→ **The input**
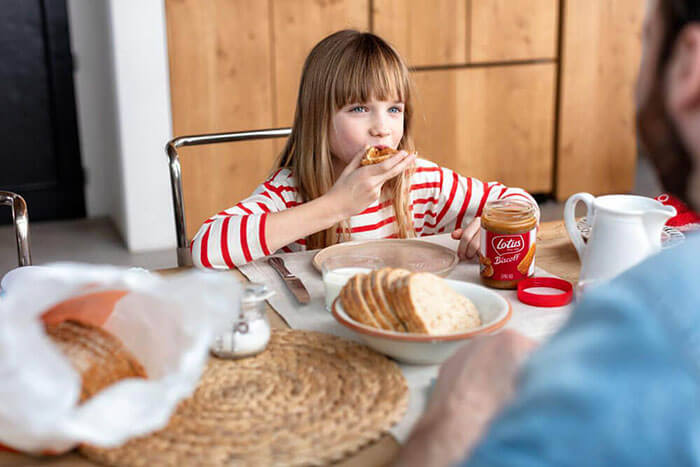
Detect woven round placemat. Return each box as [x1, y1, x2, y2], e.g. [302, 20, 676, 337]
[79, 329, 408, 466]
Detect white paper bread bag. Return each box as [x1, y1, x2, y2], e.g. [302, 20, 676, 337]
[0, 263, 241, 453]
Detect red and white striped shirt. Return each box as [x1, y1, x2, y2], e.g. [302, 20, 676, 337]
[191, 158, 538, 269]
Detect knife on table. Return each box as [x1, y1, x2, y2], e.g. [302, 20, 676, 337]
[267, 257, 311, 305]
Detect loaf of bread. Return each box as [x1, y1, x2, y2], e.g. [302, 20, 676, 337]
[360, 145, 398, 166]
[339, 268, 481, 335]
[45, 320, 147, 403]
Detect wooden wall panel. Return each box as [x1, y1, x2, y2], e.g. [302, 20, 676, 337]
[166, 0, 276, 239]
[273, 0, 369, 128]
[556, 0, 644, 200]
[373, 0, 468, 67]
[165, 0, 643, 242]
[412, 64, 556, 192]
[470, 0, 559, 62]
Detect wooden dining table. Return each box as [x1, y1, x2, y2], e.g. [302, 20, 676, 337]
[0, 220, 580, 467]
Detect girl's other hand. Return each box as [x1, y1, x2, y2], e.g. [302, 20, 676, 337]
[451, 217, 481, 260]
[328, 147, 415, 218]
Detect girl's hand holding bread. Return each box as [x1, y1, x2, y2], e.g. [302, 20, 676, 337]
[263, 146, 414, 255]
[327, 146, 415, 218]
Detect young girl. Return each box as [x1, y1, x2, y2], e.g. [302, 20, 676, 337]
[191, 30, 538, 269]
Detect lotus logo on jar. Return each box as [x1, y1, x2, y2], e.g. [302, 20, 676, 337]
[492, 236, 525, 256]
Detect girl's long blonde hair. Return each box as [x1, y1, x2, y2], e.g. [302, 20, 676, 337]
[276, 30, 416, 250]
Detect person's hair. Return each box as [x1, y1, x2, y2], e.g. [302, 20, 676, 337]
[275, 30, 416, 250]
[640, 1, 700, 200]
[657, 1, 700, 67]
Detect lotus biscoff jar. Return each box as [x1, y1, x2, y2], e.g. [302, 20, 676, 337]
[479, 199, 537, 289]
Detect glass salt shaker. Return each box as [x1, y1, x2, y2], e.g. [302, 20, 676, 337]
[211, 283, 274, 359]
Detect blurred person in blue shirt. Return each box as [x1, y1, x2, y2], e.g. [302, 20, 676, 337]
[396, 1, 700, 466]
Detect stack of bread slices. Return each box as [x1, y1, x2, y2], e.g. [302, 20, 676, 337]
[338, 268, 481, 335]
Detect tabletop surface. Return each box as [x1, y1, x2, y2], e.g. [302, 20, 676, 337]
[0, 220, 579, 467]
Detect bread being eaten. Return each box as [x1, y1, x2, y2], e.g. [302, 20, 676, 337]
[339, 268, 481, 335]
[360, 145, 399, 166]
[46, 320, 147, 403]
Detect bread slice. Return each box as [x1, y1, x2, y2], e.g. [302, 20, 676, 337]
[397, 273, 481, 335]
[382, 269, 411, 327]
[361, 146, 398, 166]
[369, 269, 407, 332]
[340, 274, 381, 329]
[360, 273, 393, 330]
[391, 274, 426, 334]
[45, 320, 147, 403]
[339, 282, 360, 322]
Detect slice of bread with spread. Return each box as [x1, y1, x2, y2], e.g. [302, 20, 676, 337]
[46, 320, 147, 403]
[360, 145, 398, 166]
[339, 268, 481, 335]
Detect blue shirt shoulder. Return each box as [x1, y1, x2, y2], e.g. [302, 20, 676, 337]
[463, 233, 700, 467]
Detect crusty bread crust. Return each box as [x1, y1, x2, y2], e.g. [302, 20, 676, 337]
[340, 282, 361, 323]
[45, 320, 147, 403]
[371, 269, 407, 332]
[393, 274, 430, 334]
[360, 273, 393, 330]
[382, 269, 411, 328]
[347, 275, 382, 329]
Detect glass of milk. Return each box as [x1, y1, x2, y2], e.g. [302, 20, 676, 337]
[321, 256, 384, 312]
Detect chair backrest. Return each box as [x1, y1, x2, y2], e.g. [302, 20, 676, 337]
[0, 191, 32, 267]
[165, 127, 292, 267]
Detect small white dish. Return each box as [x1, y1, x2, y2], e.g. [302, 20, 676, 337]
[331, 279, 512, 365]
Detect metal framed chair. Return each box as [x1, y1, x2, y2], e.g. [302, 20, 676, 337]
[165, 127, 292, 267]
[0, 191, 32, 267]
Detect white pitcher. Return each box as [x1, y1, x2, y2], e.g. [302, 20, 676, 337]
[564, 193, 676, 290]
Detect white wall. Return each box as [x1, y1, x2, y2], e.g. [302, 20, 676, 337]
[67, 0, 175, 252]
[66, 0, 123, 226]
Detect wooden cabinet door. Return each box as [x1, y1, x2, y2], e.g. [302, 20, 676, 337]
[272, 0, 369, 128]
[470, 0, 559, 62]
[373, 0, 468, 67]
[166, 0, 276, 239]
[556, 0, 644, 200]
[412, 64, 556, 192]
[166, 0, 368, 239]
[374, 0, 558, 66]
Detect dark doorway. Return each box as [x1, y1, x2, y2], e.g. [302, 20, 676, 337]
[0, 0, 85, 224]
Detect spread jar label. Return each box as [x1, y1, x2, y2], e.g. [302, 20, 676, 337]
[479, 228, 536, 282]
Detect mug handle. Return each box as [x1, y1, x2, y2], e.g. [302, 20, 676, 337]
[564, 192, 595, 260]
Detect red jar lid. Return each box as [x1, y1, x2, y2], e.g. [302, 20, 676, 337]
[517, 277, 573, 307]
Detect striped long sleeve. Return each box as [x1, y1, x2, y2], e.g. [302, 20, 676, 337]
[191, 159, 539, 269]
[410, 159, 538, 236]
[190, 169, 304, 269]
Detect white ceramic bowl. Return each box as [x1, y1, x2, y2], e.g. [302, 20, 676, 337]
[331, 279, 512, 365]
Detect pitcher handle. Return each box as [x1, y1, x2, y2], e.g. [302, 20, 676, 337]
[564, 192, 595, 260]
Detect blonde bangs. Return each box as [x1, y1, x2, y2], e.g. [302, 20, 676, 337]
[332, 38, 410, 110]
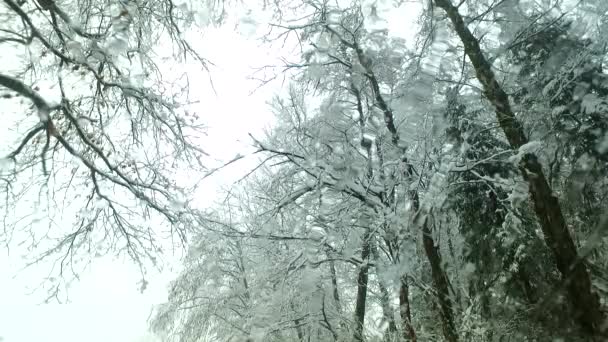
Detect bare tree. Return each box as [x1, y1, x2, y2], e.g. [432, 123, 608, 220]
[0, 0, 214, 298]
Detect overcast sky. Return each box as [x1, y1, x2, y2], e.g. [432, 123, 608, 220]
[0, 2, 420, 341]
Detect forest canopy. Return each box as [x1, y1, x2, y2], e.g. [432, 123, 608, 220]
[2, 0, 608, 341]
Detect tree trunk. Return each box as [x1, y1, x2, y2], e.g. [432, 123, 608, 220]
[351, 83, 373, 342]
[433, 0, 605, 335]
[353, 229, 371, 342]
[399, 276, 417, 341]
[375, 140, 416, 342]
[354, 43, 456, 341]
[328, 256, 343, 314]
[422, 221, 458, 342]
[412, 192, 458, 342]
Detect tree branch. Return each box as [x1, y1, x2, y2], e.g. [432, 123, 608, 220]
[0, 73, 58, 118]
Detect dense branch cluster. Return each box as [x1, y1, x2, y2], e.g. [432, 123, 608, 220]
[150, 0, 608, 341]
[0, 0, 212, 298]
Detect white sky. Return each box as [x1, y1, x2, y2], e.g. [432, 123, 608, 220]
[0, 2, 421, 341]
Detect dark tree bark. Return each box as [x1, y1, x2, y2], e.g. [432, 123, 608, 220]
[433, 0, 606, 336]
[422, 225, 458, 342]
[352, 86, 374, 342]
[412, 192, 458, 342]
[328, 257, 343, 315]
[353, 229, 371, 342]
[399, 276, 417, 342]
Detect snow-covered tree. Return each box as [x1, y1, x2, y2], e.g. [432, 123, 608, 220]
[0, 0, 218, 298]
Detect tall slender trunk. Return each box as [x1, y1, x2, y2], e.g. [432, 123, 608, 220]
[433, 0, 605, 335]
[353, 228, 372, 342]
[376, 139, 417, 342]
[412, 191, 458, 342]
[328, 257, 343, 314]
[352, 44, 456, 341]
[399, 276, 417, 341]
[422, 222, 458, 342]
[351, 84, 374, 342]
[328, 255, 347, 334]
[235, 241, 251, 303]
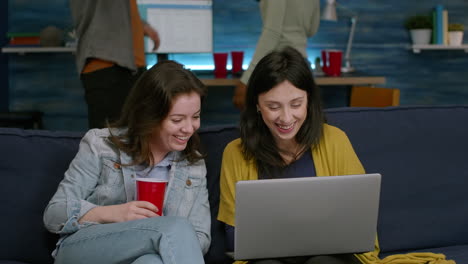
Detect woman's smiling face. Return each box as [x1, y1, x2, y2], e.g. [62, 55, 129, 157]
[151, 91, 201, 156]
[257, 80, 308, 149]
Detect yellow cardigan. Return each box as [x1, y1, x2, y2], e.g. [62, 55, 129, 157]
[217, 124, 455, 264]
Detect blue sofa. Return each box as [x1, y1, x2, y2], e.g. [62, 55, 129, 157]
[1, 106, 467, 264]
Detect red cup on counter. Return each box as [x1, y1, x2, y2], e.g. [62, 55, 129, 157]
[136, 178, 168, 216]
[213, 52, 228, 78]
[321, 49, 343, 76]
[231, 51, 244, 76]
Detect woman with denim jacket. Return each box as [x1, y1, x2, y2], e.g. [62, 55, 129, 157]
[43, 60, 210, 264]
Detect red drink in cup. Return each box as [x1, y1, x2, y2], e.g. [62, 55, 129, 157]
[136, 178, 168, 216]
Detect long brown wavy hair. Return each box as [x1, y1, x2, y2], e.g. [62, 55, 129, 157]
[108, 60, 207, 166]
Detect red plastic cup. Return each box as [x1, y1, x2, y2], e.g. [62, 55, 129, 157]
[213, 52, 228, 78]
[321, 49, 342, 76]
[136, 178, 168, 216]
[231, 51, 244, 75]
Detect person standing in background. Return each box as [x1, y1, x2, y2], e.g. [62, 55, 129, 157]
[70, 0, 160, 129]
[232, 0, 320, 110]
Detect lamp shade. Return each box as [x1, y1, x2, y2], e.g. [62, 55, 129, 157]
[322, 0, 337, 21]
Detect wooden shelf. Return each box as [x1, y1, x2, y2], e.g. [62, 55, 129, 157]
[315, 76, 386, 86]
[411, 44, 468, 53]
[2, 47, 386, 87]
[200, 76, 386, 87]
[200, 78, 241, 86]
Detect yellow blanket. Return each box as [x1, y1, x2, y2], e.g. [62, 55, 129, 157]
[233, 251, 456, 264]
[356, 242, 456, 264]
[232, 238, 456, 264]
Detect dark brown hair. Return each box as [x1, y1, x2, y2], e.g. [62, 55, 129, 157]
[108, 60, 207, 166]
[240, 46, 324, 177]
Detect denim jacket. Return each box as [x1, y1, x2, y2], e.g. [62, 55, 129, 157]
[43, 128, 211, 254]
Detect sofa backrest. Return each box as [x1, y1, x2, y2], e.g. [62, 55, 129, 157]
[325, 106, 468, 253]
[198, 125, 240, 264]
[2, 105, 467, 263]
[0, 128, 83, 263]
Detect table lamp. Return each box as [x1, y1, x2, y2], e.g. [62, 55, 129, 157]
[321, 0, 358, 73]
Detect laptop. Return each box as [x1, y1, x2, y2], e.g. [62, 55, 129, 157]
[233, 173, 381, 260]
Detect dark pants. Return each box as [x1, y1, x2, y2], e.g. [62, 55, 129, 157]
[250, 254, 361, 264]
[81, 65, 146, 129]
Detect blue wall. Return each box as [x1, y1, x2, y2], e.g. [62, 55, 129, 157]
[5, 0, 468, 131]
[1, 0, 9, 112]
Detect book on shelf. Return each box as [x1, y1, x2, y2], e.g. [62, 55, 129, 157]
[432, 5, 450, 45]
[443, 10, 448, 45]
[4, 44, 41, 48]
[434, 4, 444, 45]
[432, 11, 436, 44]
[7, 32, 40, 46]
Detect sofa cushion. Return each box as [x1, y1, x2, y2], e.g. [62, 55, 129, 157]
[0, 128, 83, 263]
[325, 106, 468, 253]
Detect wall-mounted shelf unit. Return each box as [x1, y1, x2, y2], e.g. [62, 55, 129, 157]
[411, 44, 468, 53]
[1, 46, 75, 55]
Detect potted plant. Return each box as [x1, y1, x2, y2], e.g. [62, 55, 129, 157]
[404, 15, 433, 45]
[448, 23, 464, 46]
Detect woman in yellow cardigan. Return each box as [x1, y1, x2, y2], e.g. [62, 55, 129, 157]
[218, 46, 365, 264]
[217, 46, 456, 264]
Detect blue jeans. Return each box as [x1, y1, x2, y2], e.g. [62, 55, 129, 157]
[54, 216, 204, 264]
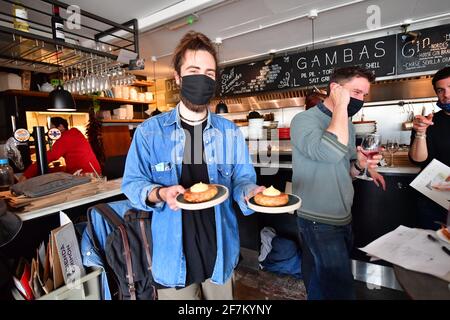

→ **Exercise aim**
Nothing but the lines from the line containing "Detect woman in" to the end of the records above should be repeated, exactly and with every picture omitted.

→ **Result of the task**
Detect woman in yellow cardigan. Return each box as [x1, y1, x2, y2], e.g. [62, 55, 129, 157]
[218, 46, 365, 264]
[217, 46, 456, 264]
Detect blue jeans. Return each box as [x1, y1, x2, y2], e.g. [62, 55, 129, 157]
[54, 216, 204, 264]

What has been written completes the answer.